:: WHAT YOU NEED TO DO ::
Reproduce all of the listing below without alteration.

:: INPUT RECORDS ::
------------------------------------

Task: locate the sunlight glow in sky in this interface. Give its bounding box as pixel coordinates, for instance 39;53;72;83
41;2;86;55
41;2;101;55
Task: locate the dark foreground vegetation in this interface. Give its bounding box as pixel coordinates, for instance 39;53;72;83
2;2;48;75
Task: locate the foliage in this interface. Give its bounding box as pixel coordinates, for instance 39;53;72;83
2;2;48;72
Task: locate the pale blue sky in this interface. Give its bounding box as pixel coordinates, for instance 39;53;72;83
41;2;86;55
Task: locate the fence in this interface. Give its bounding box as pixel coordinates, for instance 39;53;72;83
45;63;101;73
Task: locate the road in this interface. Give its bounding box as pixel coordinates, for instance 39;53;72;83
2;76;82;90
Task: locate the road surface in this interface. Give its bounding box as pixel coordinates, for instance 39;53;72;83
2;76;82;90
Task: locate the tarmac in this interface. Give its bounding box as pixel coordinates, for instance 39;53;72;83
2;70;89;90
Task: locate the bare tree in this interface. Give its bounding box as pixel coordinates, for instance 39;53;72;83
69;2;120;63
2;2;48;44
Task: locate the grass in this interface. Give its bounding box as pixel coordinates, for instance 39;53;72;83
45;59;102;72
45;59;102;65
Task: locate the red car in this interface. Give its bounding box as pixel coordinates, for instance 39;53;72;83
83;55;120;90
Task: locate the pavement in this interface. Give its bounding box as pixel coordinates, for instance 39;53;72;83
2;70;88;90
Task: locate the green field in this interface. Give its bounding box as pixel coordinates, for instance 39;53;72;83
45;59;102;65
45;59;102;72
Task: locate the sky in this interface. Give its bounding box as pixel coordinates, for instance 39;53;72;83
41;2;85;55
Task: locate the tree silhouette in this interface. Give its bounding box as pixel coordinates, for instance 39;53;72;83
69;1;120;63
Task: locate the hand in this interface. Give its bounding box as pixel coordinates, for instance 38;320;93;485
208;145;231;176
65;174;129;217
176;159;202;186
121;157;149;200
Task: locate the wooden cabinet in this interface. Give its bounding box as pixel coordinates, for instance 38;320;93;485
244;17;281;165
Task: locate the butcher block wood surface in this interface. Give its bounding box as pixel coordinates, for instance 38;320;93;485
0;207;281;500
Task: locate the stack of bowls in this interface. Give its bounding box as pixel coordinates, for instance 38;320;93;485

------------------------------------

:: FULL RESPONSE ::
Task: locate the sunlight glow in sky in this interface. Give its bounding box as pixel coordinates, for instance 39;53;72;83
41;2;86;55
41;2;101;55
Task: locate the dark foreground vegetation in this interface. Give its bounding box as pixel coordinates, for instance 39;53;72;83
2;2;48;75
Task: locate the foliage in this interface. Give its bounding box as pixel coordinates, for instance 39;53;72;83
2;2;48;72
Task: locate the pale blue sky in this interface. Give its bounding box as pixel coordinates, for instance 39;53;72;83
41;2;86;55
Task: locate the fence in this interface. Give its bounding box as pixel coordinates, for instance 39;53;72;83
45;63;101;73
Task: locate the road in this interface. Give its bounding box as pixel coordinates, for instance 39;53;72;83
2;76;82;90
Task: locate the road surface in this interface. Give its bounding box as pixel coordinates, for instance 39;53;72;83
2;76;82;90
Task: locate the tarmac in this interface. Give its bounding box as pixel coordinates, for instance 39;53;72;83
2;70;89;90
Task: locate the bare tree in this interface. Give its bounding box as pixel coordinates, for instance 39;53;72;83
69;2;120;63
2;2;48;44
Task: locate the grass in this interface. Give its bounding box as pixel coordinates, for instance 39;53;72;83
45;59;102;72
45;59;102;65
Task: locate the red car in this interface. Give its bounding box as pixel coordinates, for instance 39;53;72;83
83;55;120;90
Task: locate the pavement in this interface. Give its bounding box as pixel coordinates, for instance 39;53;72;83
2;70;88;90
Task: locate the green field in this interface. Give its bounding box as pixel coordinates, for instance 39;53;72;83
45;59;102;65
45;59;102;72
Task: locate the sky in this interface. Give its bounding box as pixel coordinates, for instance 39;53;72;83
41;2;85;55
Task: locate the tree silhouette in this interface. Give its bounding box as pixel coordinates, for instance 39;53;72;83
69;1;120;63
Task: locate the hand in this interface. Give its bounding box as pixel coordinates, for instance 38;320;93;485
208;145;231;176
65;174;129;217
176;159;202;186
121;157;149;200
Task: locate the wooden cabinet in this interface. Give its bounding box as pixel coordinates, for instance 38;320;93;485
244;17;281;165
Task: locate the butcher block wood surface in this interface. Give its bounding box as pixel coordinates, for instance 38;320;93;485
0;207;281;500
Task: locate the stack of bowls in this interface. Give its bounding box as pixel coordinates, for instance 38;320;93;485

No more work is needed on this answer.